- [STATED EXERCISE]:
List every line in the records below that contains the word "white", copying each line in full. Match case exactly.

- [DATASET ENTRIES]:
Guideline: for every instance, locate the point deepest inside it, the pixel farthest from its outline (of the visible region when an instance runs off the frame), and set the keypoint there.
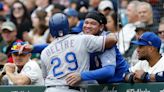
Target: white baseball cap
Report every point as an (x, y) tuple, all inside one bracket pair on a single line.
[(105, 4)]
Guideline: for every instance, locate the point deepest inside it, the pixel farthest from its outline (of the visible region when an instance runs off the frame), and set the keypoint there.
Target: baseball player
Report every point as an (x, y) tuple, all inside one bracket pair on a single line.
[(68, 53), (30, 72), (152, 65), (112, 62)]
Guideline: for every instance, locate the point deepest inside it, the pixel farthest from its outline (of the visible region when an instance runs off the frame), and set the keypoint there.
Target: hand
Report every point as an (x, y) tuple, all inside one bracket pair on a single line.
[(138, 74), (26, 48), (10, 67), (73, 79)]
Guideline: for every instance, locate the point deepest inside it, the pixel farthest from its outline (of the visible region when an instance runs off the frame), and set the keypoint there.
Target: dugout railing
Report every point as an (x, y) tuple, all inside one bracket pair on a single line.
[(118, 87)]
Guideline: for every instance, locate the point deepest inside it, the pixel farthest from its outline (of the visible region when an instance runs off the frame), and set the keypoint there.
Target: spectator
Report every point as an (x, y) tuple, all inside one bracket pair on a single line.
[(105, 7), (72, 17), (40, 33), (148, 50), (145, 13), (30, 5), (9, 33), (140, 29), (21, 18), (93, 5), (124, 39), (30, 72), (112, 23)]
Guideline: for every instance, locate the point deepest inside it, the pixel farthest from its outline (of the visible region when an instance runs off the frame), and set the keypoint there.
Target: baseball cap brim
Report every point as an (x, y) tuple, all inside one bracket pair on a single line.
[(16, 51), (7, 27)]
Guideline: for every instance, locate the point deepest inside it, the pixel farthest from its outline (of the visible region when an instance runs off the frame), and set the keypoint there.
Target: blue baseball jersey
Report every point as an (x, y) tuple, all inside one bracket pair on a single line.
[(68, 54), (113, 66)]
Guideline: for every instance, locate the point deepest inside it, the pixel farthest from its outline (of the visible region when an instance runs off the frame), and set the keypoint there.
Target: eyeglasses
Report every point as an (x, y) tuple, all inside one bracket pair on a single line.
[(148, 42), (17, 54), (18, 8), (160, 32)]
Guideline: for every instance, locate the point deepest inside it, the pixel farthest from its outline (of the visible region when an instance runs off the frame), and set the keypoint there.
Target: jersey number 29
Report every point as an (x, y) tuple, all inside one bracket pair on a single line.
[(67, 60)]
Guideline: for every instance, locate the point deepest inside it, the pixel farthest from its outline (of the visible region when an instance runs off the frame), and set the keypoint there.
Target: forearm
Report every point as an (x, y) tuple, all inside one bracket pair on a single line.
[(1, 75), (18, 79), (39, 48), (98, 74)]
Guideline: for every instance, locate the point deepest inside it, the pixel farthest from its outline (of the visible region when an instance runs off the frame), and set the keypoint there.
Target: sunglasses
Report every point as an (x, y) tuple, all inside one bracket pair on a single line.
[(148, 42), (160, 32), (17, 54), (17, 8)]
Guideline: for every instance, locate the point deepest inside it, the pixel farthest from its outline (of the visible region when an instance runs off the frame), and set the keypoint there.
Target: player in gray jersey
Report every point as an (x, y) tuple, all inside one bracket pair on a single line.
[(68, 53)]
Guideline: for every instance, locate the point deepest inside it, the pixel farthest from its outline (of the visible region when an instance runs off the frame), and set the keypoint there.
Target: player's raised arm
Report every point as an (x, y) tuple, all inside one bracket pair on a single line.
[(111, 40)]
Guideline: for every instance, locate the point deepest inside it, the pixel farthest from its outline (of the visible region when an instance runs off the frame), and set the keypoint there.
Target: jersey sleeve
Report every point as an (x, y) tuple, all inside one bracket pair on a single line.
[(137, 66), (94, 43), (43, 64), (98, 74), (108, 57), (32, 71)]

* * *

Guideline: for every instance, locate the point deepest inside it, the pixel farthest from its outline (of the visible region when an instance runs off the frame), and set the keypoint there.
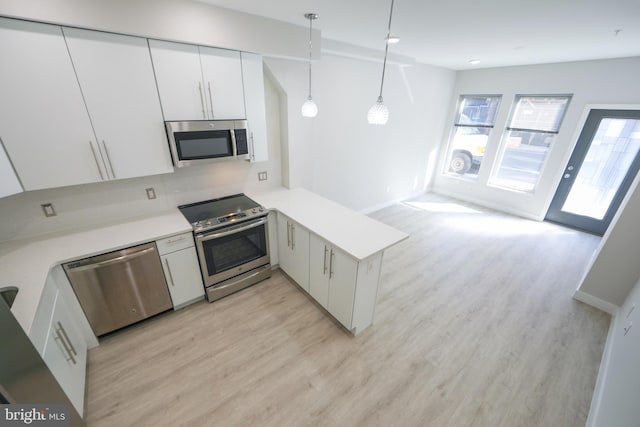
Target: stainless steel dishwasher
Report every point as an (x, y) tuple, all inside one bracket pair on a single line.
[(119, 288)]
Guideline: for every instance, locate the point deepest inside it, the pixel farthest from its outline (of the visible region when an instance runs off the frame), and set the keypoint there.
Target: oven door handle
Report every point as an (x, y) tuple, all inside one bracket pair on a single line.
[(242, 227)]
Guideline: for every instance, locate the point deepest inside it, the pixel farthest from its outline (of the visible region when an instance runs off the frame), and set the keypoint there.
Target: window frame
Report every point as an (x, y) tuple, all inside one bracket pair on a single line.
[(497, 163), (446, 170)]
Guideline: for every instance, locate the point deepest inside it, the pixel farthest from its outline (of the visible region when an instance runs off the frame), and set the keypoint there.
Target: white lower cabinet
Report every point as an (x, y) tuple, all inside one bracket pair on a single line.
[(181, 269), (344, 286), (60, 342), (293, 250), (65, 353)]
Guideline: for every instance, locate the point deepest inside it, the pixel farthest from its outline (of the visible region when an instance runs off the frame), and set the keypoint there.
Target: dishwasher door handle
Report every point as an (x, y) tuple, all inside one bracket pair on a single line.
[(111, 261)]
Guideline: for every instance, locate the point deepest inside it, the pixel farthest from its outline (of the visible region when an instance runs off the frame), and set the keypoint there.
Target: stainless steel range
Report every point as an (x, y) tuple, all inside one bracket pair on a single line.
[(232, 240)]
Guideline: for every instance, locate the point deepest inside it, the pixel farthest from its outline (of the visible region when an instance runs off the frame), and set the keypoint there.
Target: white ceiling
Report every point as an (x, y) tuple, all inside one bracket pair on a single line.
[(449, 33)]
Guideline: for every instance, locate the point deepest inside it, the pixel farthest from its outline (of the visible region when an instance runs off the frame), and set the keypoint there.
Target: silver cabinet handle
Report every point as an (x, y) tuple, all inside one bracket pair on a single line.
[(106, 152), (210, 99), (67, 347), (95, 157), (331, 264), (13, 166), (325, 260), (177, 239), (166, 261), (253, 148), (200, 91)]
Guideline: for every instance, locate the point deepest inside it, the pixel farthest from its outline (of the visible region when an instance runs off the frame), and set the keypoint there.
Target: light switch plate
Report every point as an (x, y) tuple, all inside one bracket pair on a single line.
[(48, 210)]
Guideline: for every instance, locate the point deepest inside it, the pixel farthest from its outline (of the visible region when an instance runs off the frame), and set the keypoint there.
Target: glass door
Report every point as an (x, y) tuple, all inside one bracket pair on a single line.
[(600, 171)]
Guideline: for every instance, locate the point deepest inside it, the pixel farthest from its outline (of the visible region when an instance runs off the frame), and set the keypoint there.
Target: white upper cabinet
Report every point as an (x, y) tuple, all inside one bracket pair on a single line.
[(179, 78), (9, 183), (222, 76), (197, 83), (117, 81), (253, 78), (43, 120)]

- [SOLUTION TO THE EXERCISE]:
Target: white baseball cap
Target: white lower cabinet
Target: white ceiling
Target: white upper cabinet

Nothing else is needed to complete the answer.